WHAT TO DO:
Continue the article on the Social Development Unit's matchmaking service from the point where it stops.

═════ SOURCE DOCUMENT ═════

Read this article on the Straits Times today.
THE Social Development Unit (SDU) has shed its stigma, becoming a more popular choice for those seeking marriage.
The matchmaking service for university graduates married off 4,050 of its 26,000 members last year, a 45 per cent jump from 1999's 2,789, despite fewer marriages at a national level.
SDU says it averaged about 1,000 members getting married annually in the first 10 years after its founding in 1984. In the next 10 years, that number rose to about 2,400 members getting hitched every year.
Some 34,000 members have found mates since its inception, with last year's being the bumper crop.
Not only is it finding more success in making matches, its activities have also become more popular, especially with new events like speed dating.
In the last five years, there has been a consistent 20 per cent increase in the number of new members who participate in events, compared with before.
On average, about 2,000 members out of a base of about 9,000 new members sign up for activities each year, compared to about 1,000 out of a similar base in the past.
People are more open-minded now about the SDU than they were 15 years ago, said the unit's director, Mrs Tan-Huang Shuo Mei.
Another change over the years has been that men, who traditionally prefer to marry down, are now more willing to marry women who are their academic and career equals, according to Mrs Tan-Huang.

═════ MATERIAL ═════

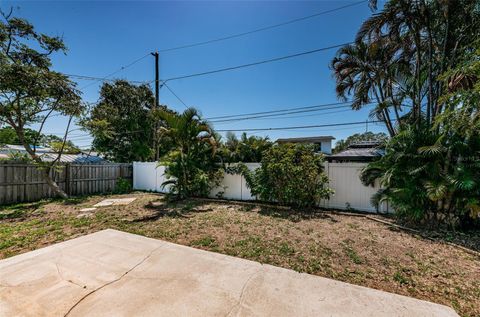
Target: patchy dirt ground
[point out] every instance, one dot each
(348, 248)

═════

ANSWER TO THE PROBLEM:
'The new expectations gap that has surfaced over the years is no longer the issue of educational qualifications,' she said.
Rather, it is that men still expect their wives to fulfil the traditional roles of a wife and mother, even if they have careers, whereas women expect men to share domestic duties.
Prime Minister Lee Hsien Loong noted in his first National Day Rally speech on Sunday that the nation's singles can afford to be more realistic and accommodating in their expectations.
Many are still finicky.
One man refused to meet a woman just one centimetre short of 160cm, the ideal height he had specified, even though she met all his other criteria.
Another woman refused to go out a second time with a man who did not dish food onto her plate during their first - and only - dinner date.
Yet another average-looking professional man in his 40s presented a long list of requirements that included 'young, cute, feminine and fair'.
So far, the SDU has yet to find him someone who matches up.
An attractive woman in her 20s who signed up for SDU's computer matchmaking service repeatedly palmed off her spurned suitors to her friends, some of whom married the 'rejects'.
Now in her 30s and still single, she finally admitted to an SDU adviser that with hindsight, 'the guys whom she felt were not good enough for her actually made very good husbands and fathers'.
Mrs Tan-Huang says it is especially worrying when the objections are as superficial as women baulking at men who slurp their soup, or men who insist on 'sweet young things'.
Referring to similar SDU anecdotes that included a man who rejected a women because of her short-sightedness, the Prime Minister had said such singles needed to 'be realistic and accommodating'.
Thankfully, most people can be counselled to adjust their expectations, Mrs Tan-Huang said, taking heart that at least nowadays, people are more forthcoming.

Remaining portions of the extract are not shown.